begin Data for this task

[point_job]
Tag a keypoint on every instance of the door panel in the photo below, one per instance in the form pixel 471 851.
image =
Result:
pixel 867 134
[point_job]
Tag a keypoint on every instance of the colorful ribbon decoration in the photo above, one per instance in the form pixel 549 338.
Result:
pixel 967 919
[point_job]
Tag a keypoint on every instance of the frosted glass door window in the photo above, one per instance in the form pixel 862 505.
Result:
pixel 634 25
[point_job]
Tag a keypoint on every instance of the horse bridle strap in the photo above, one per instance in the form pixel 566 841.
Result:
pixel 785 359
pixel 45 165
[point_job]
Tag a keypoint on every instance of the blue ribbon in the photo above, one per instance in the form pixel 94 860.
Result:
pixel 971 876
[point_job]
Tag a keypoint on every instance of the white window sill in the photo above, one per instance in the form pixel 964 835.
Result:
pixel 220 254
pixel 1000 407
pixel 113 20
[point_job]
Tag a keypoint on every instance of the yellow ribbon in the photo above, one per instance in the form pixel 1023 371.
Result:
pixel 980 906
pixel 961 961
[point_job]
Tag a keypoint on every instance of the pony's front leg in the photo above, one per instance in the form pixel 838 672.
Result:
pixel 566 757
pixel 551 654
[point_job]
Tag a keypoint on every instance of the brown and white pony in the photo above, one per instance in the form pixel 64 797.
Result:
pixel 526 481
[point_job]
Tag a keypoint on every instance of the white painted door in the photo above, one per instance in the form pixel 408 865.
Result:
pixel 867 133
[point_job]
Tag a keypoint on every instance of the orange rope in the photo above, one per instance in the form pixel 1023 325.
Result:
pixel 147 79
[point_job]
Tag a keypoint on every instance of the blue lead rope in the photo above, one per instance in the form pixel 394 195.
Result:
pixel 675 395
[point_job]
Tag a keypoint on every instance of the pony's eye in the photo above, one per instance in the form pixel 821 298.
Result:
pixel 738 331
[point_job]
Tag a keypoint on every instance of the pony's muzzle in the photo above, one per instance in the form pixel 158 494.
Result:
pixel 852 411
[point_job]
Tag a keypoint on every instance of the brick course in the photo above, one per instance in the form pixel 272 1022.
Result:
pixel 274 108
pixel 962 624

end Data for this task
begin Data for this task

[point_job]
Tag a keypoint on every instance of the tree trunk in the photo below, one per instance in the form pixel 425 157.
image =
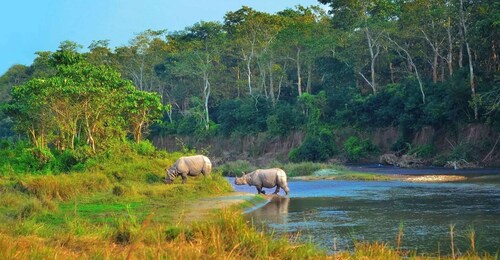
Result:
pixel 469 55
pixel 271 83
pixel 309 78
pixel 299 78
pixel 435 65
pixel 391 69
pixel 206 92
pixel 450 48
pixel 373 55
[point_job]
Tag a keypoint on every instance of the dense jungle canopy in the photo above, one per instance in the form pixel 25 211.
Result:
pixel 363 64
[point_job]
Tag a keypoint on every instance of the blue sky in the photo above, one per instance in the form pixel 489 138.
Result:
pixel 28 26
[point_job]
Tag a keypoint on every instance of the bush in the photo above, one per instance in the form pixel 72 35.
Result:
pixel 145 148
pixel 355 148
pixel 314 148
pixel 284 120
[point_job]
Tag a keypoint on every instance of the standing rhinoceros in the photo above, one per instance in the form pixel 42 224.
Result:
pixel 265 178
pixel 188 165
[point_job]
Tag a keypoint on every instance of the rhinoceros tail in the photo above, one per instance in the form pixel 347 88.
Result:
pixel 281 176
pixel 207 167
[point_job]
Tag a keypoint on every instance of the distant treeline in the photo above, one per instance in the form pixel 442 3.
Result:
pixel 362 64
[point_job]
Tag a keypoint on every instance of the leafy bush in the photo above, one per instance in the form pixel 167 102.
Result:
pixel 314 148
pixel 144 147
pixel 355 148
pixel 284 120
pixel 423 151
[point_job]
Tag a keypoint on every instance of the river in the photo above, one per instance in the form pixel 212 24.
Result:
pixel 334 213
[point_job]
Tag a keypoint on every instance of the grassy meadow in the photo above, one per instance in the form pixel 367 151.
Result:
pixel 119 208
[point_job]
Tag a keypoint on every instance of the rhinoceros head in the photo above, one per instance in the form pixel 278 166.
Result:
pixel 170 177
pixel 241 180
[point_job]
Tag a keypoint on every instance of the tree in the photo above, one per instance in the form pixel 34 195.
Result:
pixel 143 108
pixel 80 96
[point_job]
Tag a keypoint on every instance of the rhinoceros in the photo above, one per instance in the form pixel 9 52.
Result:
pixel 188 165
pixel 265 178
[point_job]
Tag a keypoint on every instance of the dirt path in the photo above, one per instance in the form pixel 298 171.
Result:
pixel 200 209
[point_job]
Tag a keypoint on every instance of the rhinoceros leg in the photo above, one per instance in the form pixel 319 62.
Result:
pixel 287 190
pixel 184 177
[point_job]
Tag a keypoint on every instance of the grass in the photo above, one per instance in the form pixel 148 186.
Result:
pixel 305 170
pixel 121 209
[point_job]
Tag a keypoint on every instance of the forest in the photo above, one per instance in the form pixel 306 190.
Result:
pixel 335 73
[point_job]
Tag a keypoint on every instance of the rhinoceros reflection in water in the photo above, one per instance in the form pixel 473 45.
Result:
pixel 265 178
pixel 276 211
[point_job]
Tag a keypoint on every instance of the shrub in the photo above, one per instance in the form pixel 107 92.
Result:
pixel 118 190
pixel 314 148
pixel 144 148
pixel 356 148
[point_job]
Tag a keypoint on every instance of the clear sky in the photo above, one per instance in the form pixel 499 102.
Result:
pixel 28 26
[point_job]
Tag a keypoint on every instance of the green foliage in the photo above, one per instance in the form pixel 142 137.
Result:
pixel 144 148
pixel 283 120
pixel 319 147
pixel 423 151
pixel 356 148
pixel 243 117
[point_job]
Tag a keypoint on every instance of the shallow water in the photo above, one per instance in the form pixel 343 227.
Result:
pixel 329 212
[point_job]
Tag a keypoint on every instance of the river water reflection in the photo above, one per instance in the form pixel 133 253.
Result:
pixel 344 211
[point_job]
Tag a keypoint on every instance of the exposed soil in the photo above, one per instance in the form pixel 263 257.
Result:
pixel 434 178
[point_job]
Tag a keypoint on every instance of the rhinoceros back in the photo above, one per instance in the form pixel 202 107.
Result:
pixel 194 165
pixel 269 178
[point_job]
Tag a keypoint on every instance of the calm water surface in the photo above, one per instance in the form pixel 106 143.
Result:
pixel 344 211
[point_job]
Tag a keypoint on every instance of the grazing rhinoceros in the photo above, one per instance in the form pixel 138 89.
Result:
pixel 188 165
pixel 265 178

end Data for this task

**Instructions for the task**
Locate each line in the data above that contains the string "white" and copy those lines out in full. Treat uppercase and lowercase as different.

**Response below**
Tag a keypoint on every instance of the white window sill in the photo above, one per instance in the form pixel 964 835.
Tag a keypoint on every instance of the brown and white pony in the photo above, one per instance in the form pixel 64 797.
Tag a keypoint on every instance of the white painted door in the photo above, one per instance in the form pixel 408 865.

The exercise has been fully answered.